**Excerpted records:**

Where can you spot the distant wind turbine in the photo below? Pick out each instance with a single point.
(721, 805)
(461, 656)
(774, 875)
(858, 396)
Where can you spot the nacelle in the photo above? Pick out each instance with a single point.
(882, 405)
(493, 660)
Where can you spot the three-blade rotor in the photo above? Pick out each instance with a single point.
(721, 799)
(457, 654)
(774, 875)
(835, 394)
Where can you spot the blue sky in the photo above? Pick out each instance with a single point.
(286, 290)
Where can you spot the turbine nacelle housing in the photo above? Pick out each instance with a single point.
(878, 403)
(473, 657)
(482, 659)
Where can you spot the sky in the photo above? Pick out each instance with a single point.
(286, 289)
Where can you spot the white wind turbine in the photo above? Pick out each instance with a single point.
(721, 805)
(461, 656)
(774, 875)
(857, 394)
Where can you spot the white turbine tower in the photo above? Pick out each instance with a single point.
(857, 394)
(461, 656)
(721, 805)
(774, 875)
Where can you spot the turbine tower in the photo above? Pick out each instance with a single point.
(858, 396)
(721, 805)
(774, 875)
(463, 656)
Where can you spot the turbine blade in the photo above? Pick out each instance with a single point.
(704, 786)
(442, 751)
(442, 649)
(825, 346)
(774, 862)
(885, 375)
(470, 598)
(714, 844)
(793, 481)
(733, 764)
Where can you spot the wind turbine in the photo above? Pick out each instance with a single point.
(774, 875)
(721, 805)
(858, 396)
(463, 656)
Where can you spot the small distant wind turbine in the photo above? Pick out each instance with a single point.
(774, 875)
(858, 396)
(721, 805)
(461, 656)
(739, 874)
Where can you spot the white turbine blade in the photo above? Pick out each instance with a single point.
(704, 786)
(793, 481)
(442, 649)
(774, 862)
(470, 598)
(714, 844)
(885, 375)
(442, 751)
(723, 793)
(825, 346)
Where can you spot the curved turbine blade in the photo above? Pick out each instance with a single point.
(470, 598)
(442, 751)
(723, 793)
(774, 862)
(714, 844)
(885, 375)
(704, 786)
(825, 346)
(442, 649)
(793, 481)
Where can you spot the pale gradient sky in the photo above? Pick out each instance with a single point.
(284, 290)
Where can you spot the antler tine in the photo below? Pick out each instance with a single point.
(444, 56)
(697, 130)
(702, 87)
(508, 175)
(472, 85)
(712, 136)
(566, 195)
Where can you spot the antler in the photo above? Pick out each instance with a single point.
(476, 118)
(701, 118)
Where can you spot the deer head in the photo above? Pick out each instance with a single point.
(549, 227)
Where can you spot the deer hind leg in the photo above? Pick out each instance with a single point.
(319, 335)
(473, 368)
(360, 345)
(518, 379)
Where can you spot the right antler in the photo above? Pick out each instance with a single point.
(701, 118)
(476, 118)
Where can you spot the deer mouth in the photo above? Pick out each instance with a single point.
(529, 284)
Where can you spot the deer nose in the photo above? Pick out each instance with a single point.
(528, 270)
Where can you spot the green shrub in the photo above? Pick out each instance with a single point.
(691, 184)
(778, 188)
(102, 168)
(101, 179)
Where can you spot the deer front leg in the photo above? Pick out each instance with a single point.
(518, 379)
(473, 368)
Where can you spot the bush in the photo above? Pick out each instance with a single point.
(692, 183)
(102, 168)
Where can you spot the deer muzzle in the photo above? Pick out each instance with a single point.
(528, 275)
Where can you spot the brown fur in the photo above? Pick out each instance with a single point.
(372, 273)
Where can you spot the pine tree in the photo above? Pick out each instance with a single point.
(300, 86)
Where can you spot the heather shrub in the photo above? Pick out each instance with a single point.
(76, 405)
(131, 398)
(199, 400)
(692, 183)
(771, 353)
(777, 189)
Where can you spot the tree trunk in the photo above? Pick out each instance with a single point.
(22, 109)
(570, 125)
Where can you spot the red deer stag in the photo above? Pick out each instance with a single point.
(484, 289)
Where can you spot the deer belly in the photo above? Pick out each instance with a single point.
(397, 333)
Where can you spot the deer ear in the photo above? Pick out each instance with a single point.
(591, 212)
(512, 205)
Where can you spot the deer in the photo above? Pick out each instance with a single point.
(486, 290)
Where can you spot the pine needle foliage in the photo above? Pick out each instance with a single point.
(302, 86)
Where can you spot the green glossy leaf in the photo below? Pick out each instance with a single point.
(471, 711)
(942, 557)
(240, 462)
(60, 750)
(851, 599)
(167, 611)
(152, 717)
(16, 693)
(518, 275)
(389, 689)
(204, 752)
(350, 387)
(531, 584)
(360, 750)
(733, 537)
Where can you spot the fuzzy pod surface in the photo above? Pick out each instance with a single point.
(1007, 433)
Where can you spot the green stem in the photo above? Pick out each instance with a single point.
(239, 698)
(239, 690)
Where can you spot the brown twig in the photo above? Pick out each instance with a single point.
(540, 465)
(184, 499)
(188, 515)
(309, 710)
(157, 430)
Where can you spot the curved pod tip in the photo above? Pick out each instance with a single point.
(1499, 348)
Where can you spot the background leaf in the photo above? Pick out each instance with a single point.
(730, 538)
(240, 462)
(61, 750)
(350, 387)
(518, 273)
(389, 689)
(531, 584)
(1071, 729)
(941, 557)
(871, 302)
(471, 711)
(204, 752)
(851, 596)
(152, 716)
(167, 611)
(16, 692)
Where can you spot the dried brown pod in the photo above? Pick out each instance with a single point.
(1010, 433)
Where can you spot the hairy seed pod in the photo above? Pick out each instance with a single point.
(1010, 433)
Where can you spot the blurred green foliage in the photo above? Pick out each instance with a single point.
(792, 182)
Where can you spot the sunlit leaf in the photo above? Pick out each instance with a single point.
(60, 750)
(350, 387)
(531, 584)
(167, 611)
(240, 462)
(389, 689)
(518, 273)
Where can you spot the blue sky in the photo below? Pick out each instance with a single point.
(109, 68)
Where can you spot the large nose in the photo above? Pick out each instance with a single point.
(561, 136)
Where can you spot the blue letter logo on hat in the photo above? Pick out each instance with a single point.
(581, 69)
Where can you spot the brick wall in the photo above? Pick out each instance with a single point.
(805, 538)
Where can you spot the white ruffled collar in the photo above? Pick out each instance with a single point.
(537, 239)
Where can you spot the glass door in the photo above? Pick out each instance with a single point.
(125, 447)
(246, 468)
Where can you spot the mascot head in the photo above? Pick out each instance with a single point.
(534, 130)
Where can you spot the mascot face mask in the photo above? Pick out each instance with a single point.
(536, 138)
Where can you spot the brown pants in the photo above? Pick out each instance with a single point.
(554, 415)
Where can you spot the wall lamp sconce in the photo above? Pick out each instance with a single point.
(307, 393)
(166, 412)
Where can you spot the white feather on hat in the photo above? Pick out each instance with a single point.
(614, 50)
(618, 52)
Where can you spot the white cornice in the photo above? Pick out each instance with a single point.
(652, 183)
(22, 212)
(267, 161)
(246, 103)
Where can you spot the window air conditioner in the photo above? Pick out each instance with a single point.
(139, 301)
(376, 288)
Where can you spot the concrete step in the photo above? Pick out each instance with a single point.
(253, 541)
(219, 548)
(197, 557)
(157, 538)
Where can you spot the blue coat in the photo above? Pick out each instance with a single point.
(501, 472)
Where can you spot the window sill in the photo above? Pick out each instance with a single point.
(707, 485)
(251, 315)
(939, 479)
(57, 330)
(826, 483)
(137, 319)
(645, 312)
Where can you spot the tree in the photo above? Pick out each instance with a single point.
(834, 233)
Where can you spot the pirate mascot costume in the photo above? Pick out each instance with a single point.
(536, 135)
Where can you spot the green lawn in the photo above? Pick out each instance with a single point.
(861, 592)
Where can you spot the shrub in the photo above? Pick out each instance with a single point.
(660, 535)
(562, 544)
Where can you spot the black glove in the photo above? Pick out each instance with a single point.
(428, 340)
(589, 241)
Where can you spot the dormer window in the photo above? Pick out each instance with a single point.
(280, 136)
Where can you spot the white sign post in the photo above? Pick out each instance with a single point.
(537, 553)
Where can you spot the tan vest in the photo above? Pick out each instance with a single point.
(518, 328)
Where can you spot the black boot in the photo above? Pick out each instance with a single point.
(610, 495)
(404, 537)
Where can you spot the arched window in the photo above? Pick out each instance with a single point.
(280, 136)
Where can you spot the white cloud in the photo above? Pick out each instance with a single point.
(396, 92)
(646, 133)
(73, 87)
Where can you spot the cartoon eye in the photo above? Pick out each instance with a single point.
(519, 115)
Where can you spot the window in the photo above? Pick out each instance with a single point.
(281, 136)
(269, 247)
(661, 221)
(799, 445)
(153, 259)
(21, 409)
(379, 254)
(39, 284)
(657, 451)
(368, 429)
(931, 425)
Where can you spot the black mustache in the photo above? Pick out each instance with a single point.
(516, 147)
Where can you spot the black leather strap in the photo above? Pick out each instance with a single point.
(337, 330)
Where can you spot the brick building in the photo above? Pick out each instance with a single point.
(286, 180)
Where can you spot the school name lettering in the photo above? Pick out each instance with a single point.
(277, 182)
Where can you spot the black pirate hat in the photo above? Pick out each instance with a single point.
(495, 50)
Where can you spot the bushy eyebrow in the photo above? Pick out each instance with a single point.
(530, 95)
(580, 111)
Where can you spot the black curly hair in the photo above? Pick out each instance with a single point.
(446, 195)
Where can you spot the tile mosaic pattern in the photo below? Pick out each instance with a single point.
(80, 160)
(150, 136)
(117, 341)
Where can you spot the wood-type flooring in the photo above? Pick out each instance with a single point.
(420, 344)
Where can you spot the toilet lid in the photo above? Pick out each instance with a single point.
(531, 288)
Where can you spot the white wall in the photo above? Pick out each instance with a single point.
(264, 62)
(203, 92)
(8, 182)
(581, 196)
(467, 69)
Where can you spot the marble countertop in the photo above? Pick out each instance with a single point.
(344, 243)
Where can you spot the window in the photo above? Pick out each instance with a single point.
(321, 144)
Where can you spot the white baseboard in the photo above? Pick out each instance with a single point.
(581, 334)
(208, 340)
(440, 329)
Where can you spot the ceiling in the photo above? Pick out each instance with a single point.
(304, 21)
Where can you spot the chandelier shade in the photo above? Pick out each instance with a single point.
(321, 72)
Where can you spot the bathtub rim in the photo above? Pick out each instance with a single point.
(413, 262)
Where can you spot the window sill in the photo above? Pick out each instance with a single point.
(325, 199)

**What you should do:**
Give back exactly the lines from the line containing "Where can you spot the black leather" to the end of the entries, and no other lines.

**Task output:**
Where can you spot the black leather strap in the photo above? Pick out each instance with a single point.
(337, 330)
Where can you spot the brick building in the photo above? Pick out each instance with a single point.
(286, 180)
Where can you spot the school name lettering in the photo above? Pick out each instance with a single point.
(277, 182)
Where can you spot the black pirate hat in the photo above? Pick out each instance with a single point.
(495, 50)
Where can you spot the bushy eyebrow in the photo above? Pick out each instance with a single point.
(530, 95)
(580, 111)
Where can you spot the black curly hair in the photo above? Pick out each instance with a single point.
(446, 195)
Where can you spot the tile mosaic pattern in the photo below? Pick out each instance with a single point.
(80, 160)
(150, 136)
(117, 341)
Where can you spot the wood-type flooring in the photo above? Pick out each instance with a single point.
(420, 344)
Where can you spot the toilet lid in the photo above? Pick out each instance with a single point.
(531, 288)
Where can you spot the white wall in the photo above? Pick out each instance with a single point.
(264, 62)
(203, 92)
(8, 182)
(581, 196)
(467, 69)
Where can you spot the marble countertop in the photo above? Pick out each instance with a single point.
(344, 243)
Where can you spot the window in the photo above? Pick out each instance with a single point.
(321, 144)
Where can you spot the white baseboard in the photo above? Pick out each instance with a single point.
(581, 334)
(208, 340)
(440, 329)
Where can you spot the ceiling in the photo above? Pick out each instance with a single point.
(304, 21)
Where can you spot the chandelier shade in the photo above? Pick out each instance with a single point.
(321, 72)
Where can you spot the bathtub rim in the photo above? Pick out each instance with a single point.
(413, 262)
Where can you spot the window sill in the photo above? Pick out each instance with a single point.
(325, 199)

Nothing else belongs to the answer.